EXCERPT PROVIDED →
»»

Stamping out Secondhand Smoke

Japan's health ministry announced a new set of measures on January 30th to reduce secondhand smoke. The measures will ban indoor smoking at large restaurants, outside of separate smoking rooms.

Meanwhile, smaller restaurants will be allowed to display "smoking" signs and let people smoke.

The Health Ministry hopes to strengthen regulation ahead of the 2020 Tokyo Olympic and Paralympic Games.

The new measures completely ban indoor smoking in schools, universities and hospitals.

Smoking at large restaurants, newly opened businesses, and company offices will be restricted to separate smoking rooms. The rooms will have to be sealed to contain the smoke.

Meanwhile, smoking in smaller restaurants will continue to be allowed. The restaurants will have to display smoking signs near the entrance. The distinctions between small and large restaurants are still under discussion.

Electronic cigarettes will also be subject to the regulations. Lawmakers are now considering penalties for violations.

The Health Ministry plans to consult the Liberal Democratic Party, which has voiced concern about the measures. The Ministry plans to submit legislation to the Diet in early March.

The Ministry initially considered exempting all restaurants under 30 square meters. But LDP lawmakers worried that the regulations were too strict, and called to increase the limit to less than 150 square meters. Discussions on defining the dimensions of restaurants are still underway.

Minister Katsunobu Kato said the current measures against secondhand smoke are insufficient, and need to be improved.

"Japan falls behind other countries in terms of secondhand smoke"

Manabu Sakuta, who heads the Japan Society for Tobacco Control, says Japan is lagging in its measures against secondhand smoke. He is against making exemptions based on size.

He says while countries have enacted similar exemptions in the past, some of them failed to create a non-smoking environment because of the vague regulations.

Sakuta also says any exemptions put people at risk of secondhand smoke exposure. He says the government should propose subsidies or preferential treatment for restaurants taking steps to be completely non-smoking.

Risks of secondhand smoke

According to a 2016 report released by the Ministry of Health, up to 15,000 people are estimated to die a year in Japan from secondhand smoke.

The report says secondhand smoke has been scientifically proven to cause lung cancer and strokes. It also says secondhand smoke exposes children to a heightened risk of developing asthma and sudden infant death syndrome.

««

DIRECTIONS →
1/ List every health condition that the secondhand smoke article says the 2016 Ministry of Health report links to secondhand smoke.
2/ Write the next paragraph of the article on secondhand smoke in Japan, picking up after its final sentence.
The lines that come after the secondhand smoke article have no connection to it.

Natural language descriptions of regions

»»

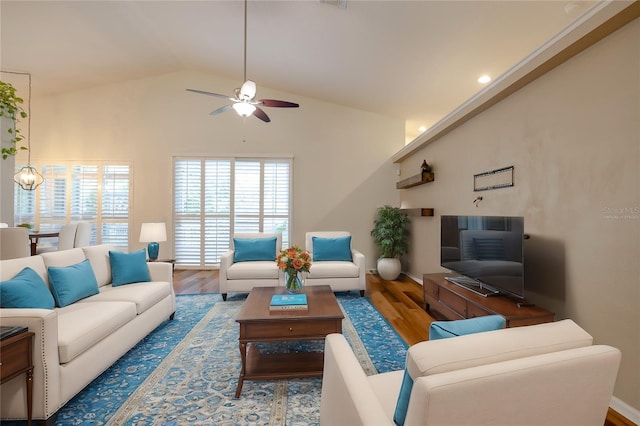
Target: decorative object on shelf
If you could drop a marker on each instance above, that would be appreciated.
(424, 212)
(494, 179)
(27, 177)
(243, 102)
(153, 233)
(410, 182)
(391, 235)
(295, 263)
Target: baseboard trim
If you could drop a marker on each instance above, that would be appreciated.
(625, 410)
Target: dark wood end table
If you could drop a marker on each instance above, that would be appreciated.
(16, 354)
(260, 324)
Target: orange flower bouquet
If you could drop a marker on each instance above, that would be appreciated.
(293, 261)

««
»»

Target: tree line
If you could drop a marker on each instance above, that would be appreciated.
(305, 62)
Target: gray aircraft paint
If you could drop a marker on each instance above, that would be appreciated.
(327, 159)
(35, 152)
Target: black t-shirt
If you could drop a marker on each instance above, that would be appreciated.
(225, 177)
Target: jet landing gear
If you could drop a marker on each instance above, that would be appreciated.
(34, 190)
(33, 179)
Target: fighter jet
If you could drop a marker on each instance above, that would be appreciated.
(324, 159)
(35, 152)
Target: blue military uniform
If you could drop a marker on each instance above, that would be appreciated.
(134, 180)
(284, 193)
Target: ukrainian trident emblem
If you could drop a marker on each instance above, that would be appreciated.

««

EXERCISE RESULTS →
1/ Lung cancer, strokes, asthma, and sudden infant death syndrome.

2/
Large restaurants are compelled to take measures to reduce secondhand smoke

A four-story Izakaya bar in Tokyo has a total of around 200 seats. It currently allows customers to smoke at all of them.

However, when the new measures are implemented, the bar must ban smoking inside completely. It is now considering building a private smoking room.

But the owner is worried the restaurant will lose customers. They would no longer be able to eat while smoking. And the restaurant would have to reduce the number of seats if it builds the smoking room.

The owner says he is worried about losing customers. He says some of them come to smoke and have a meal after work. They would now have to go to the private room instead.

A customer in his 30s says Izakaya bars are different from fast food chains. They offer a place where you can chat and drink for a long time. He says it will be tough not being able to smoke, and is worried that conversation will lose its life in the private room.

Some restaurants have already taken steps to ban smoking before the measures are implemented.

A beer hall in Tokyo banned smoking in its dining area last year. It used to have a smoking and non-smoking section, but there was no partition and smoke spread throughout.

A non-smoking customer says now the air is clean and customers can take their time.

The beer hall has installed a separate smoking room.

The manager says they decided to ban smoking in the dining area so that customers could enjoy beer and food without being bothered. He said beer halls need to adjust as society moves forward.